[Requirements] Write out every line of the items below as a JSON list of strings, one string per line, with blank lines dropped and the pictures left out.

[Entries shown]
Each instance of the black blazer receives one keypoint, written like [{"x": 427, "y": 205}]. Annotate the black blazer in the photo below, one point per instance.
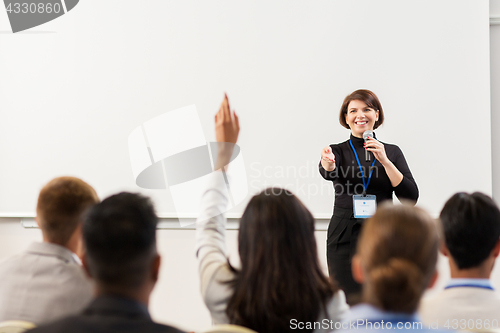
[{"x": 108, "y": 314}]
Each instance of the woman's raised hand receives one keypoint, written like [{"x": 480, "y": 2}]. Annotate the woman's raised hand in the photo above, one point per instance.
[
  {"x": 227, "y": 126},
  {"x": 327, "y": 159}
]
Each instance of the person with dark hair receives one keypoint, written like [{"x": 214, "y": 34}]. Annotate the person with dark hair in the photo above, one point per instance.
[
  {"x": 354, "y": 178},
  {"x": 280, "y": 286},
  {"x": 47, "y": 281},
  {"x": 470, "y": 225},
  {"x": 120, "y": 240},
  {"x": 395, "y": 262}
]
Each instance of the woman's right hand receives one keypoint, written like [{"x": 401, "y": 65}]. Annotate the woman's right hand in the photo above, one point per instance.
[{"x": 328, "y": 159}]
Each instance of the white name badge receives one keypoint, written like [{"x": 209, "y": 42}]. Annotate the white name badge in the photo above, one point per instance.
[{"x": 364, "y": 206}]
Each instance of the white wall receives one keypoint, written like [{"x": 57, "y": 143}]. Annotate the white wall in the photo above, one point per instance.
[
  {"x": 176, "y": 299},
  {"x": 495, "y": 98}
]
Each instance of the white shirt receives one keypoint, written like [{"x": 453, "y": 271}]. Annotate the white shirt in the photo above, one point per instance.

[Answer for this exercise]
[
  "Each instance of the black blazer receives one keypoint, written like [{\"x\": 427, \"y\": 205}]. Annotate the black blazer in the photo below, one point per instance.",
  "[{\"x\": 108, \"y\": 314}]",
  "Each instance of the woman's raised hand receives one keypoint, written like [{\"x\": 480, \"y\": 2}]. Annotate the woman's raised hand in the photo above, one point per instance.",
  "[",
  "  {\"x\": 227, \"y\": 126},",
  "  {\"x\": 327, \"y\": 159}",
  "]",
  "Each instance of the person with dark hair receives one keypoint, written like [{\"x\": 214, \"y\": 34}]. Annotate the person with dark hair in the photo above, one point per instance.",
  "[",
  "  {\"x\": 354, \"y\": 178},",
  "  {\"x\": 280, \"y\": 286},",
  "  {\"x\": 47, \"y\": 281},",
  "  {\"x\": 470, \"y\": 225},",
  "  {\"x\": 120, \"y\": 240},",
  "  {\"x\": 395, \"y\": 262}",
  "]",
  "Each instance of the woman's right hand receives one keypoint, written like [{\"x\": 401, \"y\": 65}]. Annotate the woman's right hand in the photo above, one point per instance.",
  "[{\"x\": 328, \"y\": 159}]",
  "Each instance of the white name badge receives one keypoint, written like [{\"x\": 209, \"y\": 42}]. Annotate the white name badge in the photo above, one point per instance.",
  "[{\"x\": 364, \"y\": 206}]",
  "Each instance of the white wall receives one keypoint, written like [{\"x\": 57, \"y\": 143}]. Annotate the white wall in the photo above, one point per instance.",
  "[",
  "  {\"x\": 176, \"y\": 299},",
  "  {\"x\": 495, \"y\": 98}",
  "]",
  "Each instance of the white shirt receives one keypoint, written like [{\"x\": 453, \"y\": 271}]. Annotate the white shirt in the photo above, one point per instance."
]